[Natural language region descriptions]

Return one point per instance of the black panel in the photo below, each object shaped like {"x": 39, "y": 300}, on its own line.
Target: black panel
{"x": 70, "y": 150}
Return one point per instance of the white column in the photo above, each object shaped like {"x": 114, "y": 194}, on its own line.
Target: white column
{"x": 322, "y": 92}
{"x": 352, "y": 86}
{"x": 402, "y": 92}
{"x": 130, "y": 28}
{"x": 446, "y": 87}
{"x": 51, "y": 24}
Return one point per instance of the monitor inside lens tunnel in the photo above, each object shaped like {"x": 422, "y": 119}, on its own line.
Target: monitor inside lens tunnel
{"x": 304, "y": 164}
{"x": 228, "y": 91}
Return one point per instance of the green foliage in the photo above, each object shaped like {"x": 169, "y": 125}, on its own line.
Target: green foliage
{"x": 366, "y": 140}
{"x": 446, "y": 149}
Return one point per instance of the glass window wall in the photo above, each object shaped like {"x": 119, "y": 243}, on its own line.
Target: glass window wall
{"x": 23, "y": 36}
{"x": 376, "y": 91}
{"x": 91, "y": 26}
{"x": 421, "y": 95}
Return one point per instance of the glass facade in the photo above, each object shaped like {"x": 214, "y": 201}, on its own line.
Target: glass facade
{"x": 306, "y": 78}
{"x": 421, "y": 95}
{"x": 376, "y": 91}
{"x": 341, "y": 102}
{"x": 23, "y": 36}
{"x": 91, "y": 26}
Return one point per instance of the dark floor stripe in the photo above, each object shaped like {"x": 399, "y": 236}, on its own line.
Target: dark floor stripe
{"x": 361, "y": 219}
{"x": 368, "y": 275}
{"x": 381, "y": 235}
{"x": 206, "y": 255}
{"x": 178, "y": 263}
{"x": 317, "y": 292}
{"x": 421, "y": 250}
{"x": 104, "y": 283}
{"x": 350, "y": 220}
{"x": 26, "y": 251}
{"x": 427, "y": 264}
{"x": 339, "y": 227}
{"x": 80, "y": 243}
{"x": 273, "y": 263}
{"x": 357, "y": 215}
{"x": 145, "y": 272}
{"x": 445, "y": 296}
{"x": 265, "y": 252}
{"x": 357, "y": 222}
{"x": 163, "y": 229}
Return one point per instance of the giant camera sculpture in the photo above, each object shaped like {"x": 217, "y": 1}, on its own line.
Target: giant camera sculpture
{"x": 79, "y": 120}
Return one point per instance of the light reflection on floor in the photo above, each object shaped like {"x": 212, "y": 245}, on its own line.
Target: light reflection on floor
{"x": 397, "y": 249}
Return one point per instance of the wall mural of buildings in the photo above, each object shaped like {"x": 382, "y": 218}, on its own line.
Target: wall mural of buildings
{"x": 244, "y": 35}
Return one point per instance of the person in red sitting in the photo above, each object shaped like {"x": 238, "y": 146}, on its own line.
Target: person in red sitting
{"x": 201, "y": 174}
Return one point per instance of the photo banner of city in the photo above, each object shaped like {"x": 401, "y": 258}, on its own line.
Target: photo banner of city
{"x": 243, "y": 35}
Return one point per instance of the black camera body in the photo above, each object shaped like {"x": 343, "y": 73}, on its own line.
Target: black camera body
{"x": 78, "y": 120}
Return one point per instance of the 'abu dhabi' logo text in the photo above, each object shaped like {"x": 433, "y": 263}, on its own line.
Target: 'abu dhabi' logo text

About this exercise:
Retype every record above exactly as it stands.

Task output:
Return one point per instance of the black panel in the photo below, each object shaped like {"x": 39, "y": 300}, on its own line.
Target: black panel
{"x": 70, "y": 150}
Return one point per instance of the white column in the photo above, each object shaped like {"x": 114, "y": 194}, on its own line.
Target: white column
{"x": 322, "y": 92}
{"x": 352, "y": 86}
{"x": 402, "y": 92}
{"x": 130, "y": 28}
{"x": 446, "y": 87}
{"x": 51, "y": 24}
Return one point per instance of the monitor inside lens tunnel in the photo above, each object shaped like {"x": 422, "y": 119}, on its own line.
Target: monitor inside lens tunnel
{"x": 304, "y": 164}
{"x": 228, "y": 91}
Return one point per instance of the green foliage in the photo above, each object shaped like {"x": 169, "y": 125}, on its own line.
Target: green foliage
{"x": 366, "y": 140}
{"x": 446, "y": 149}
Return one point per instance of the glass window wall in the photo above, each object shaped like {"x": 119, "y": 243}, on its own line.
Target: glass window wall
{"x": 23, "y": 36}
{"x": 376, "y": 91}
{"x": 91, "y": 26}
{"x": 421, "y": 95}
Return one point per instance of the glass facade in the photo above, each object shaped like {"x": 214, "y": 201}, on its own line.
Target: glass facade
{"x": 306, "y": 78}
{"x": 421, "y": 95}
{"x": 376, "y": 91}
{"x": 341, "y": 102}
{"x": 23, "y": 36}
{"x": 91, "y": 26}
Return one point per instance of the dark floor stripe in the photo above, each object shaped like {"x": 399, "y": 236}, on its own line.
Target: dark floor stripe
{"x": 361, "y": 219}
{"x": 368, "y": 275}
{"x": 381, "y": 235}
{"x": 206, "y": 255}
{"x": 178, "y": 263}
{"x": 317, "y": 292}
{"x": 421, "y": 250}
{"x": 104, "y": 283}
{"x": 350, "y": 220}
{"x": 26, "y": 251}
{"x": 427, "y": 264}
{"x": 339, "y": 227}
{"x": 80, "y": 243}
{"x": 273, "y": 263}
{"x": 357, "y": 215}
{"x": 145, "y": 272}
{"x": 445, "y": 296}
{"x": 265, "y": 252}
{"x": 357, "y": 222}
{"x": 163, "y": 229}
Return one point per instance of the giant camera sculpture in the photo above, each object shaped like {"x": 217, "y": 1}, on its own line.
Target: giant camera sculpture
{"x": 79, "y": 120}
Return one point per instance of the light reflection on floor in the photo above, each object shaped like {"x": 212, "y": 245}, on its own line.
Target: light reflection on floor
{"x": 397, "y": 249}
Return one point per instance of the wall mural of buildings in the photo above, each object shaped like {"x": 382, "y": 218}, on its own line.
Target: wall mural of buildings
{"x": 244, "y": 35}
Return one point per instance of the person in red sitting in the photo above, each object shaped like {"x": 238, "y": 146}, on its own line.
Target: person in red sitting
{"x": 201, "y": 174}
Return one point per instance of the photo banner of city in the photo above, each object shaped like {"x": 401, "y": 258}, on its own line.
Target: photo banner of city
{"x": 243, "y": 35}
Return one point per instance of the black camera body in the photo above, each object shaped like {"x": 343, "y": 73}, on its own line.
Target: black camera body
{"x": 78, "y": 120}
Return one point per instance of the 'abu dhabi' logo text in the photo above, each object shaped like {"x": 433, "y": 263}, on its own line.
Target: 'abu dhabi' logo text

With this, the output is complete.